REQUIRED TASK: Change every "footage" in the records to "imagery", keeping everything else the same.

(Detection examples)
****************************************

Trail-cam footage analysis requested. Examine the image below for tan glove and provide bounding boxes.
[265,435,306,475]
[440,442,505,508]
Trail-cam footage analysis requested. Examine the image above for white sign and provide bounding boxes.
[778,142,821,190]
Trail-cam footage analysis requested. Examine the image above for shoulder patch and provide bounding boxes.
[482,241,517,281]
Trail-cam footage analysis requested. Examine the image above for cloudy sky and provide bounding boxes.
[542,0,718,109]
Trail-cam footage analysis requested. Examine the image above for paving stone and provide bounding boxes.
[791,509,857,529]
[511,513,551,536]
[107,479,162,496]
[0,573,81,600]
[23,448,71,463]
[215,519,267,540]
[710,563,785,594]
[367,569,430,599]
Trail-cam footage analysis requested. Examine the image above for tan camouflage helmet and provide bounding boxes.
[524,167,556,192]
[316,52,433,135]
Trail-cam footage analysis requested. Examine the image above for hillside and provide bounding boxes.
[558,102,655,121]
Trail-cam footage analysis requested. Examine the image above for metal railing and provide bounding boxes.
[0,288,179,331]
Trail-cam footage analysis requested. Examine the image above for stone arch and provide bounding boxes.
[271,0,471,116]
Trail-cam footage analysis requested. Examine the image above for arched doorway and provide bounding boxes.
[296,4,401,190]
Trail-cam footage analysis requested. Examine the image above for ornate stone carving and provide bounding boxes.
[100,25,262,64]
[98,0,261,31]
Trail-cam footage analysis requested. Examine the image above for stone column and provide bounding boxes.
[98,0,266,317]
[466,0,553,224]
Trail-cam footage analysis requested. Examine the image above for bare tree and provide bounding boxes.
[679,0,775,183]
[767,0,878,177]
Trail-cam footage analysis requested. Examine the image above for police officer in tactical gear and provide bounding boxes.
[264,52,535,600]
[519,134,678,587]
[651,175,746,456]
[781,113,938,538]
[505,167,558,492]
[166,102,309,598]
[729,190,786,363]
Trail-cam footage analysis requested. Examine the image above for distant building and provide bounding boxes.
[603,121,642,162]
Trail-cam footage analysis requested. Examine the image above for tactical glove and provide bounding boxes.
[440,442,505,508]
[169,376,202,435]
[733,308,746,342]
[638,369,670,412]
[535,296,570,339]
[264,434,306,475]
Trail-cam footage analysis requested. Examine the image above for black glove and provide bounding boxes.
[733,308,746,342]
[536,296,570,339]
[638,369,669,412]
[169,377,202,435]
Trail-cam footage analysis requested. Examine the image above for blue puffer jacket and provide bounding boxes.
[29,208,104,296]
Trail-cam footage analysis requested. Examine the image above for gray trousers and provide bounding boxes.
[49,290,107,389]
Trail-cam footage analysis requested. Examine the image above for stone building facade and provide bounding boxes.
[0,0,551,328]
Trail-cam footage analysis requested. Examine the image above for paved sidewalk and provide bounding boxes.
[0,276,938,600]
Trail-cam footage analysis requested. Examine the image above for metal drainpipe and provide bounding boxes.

****************************************

SOLUTION FOR THIS PROBLEM:
Trail-cam imagery analysis requested. Examine the image below for tan glove and provide bounding boxes.
[265,435,306,475]
[440,442,505,508]
Trail-cam imagery analysis requested. Examine the image above for white sign and provide bounding boxes.
[778,142,821,190]
Trail-cam imagery analysis requested. Examine the image above for shoulder patch and provide bounding boxes.
[482,241,517,281]
Trail-cam imagery analysis requested. Examine the image above for cloudy sky and provide bounding boxes.
[542,0,718,109]
Trail-cam imagery analysis requested. Examine the image above for paving stone and provide bounding boxes.
[791,509,857,529]
[511,513,551,536]
[107,479,162,496]
[0,573,81,600]
[23,448,71,463]
[215,519,267,540]
[710,563,785,594]
[367,569,430,599]
Trail-cam imagery analysis requested. Examine the image above for tan camouflage helmet and provide bounding boxes.
[524,167,556,192]
[316,52,433,135]
Trail-cam imagery analysis requested. Examine the image above for hillside and provide bounding boxes.
[558,102,655,121]
Trail-cam imagery analysis requested. Examine the image above for metal railing and provide bounding boxes.
[0,288,179,331]
Trail-cam imagery analysis requested. Examine the image above for stone arch and provide bounding boxes.
[271,0,471,116]
Trail-cam imagery analysis requested. Examine the image above for arched doorway and provide bounding boxes.
[296,4,401,190]
Trail-cam imagery analysis requested. Examine the image above for ornate stone carving and provide bounding boxes.
[100,25,262,64]
[98,0,261,31]
Trail-cam imagery analysis requested. Examine the image above for stone column and provide bounding boxes.
[98,0,266,317]
[466,0,553,224]
Trail-cam imagery analysis requested. Examine the image above for bare tree and provide bounding boxes.
[679,0,775,183]
[767,0,878,177]
Trail-cam imagery analysis requested. Examine the image above for police officer in tactical gear and provide bounding boxes.
[264,52,535,600]
[519,134,678,587]
[651,175,746,456]
[781,113,938,538]
[505,167,558,492]
[166,102,309,598]
[729,190,786,363]
Trail-cam imagery analysis requested. Examine the image above for distant building and provide bounding boxes.
[603,121,642,162]
Trail-cam imagery analysis requested. Examine the image above for tactical glove and provide bounding boxes.
[440,442,505,508]
[169,376,202,435]
[733,308,746,342]
[638,369,670,412]
[535,296,570,339]
[264,434,306,475]
Trail-cam imagery analysis requested. Examine the image above for black glove and provide bounding boxes.
[733,308,746,342]
[536,296,570,339]
[638,369,669,412]
[169,377,202,435]
Trail-cam imagery analysis requested. Examine the image above for blue puffer jacket and provide bounding boxes.
[29,208,104,296]
Trail-cam imagery analysis requested. Examine the image above for gray trousers and provide bounding boxes.
[49,290,107,389]
Trail-cam imagery analysis requested. Examine the image above for stone building facade and provide bounding boxes.
[0,0,551,328]
Trail-cam imagery analysis requested. Examine the image above for paved sidewalk and provide bounding boxes.
[0,276,938,600]
Trail-cam imagery analysis requested. Examine the image above for metal drainpipe and provide bounding boxes.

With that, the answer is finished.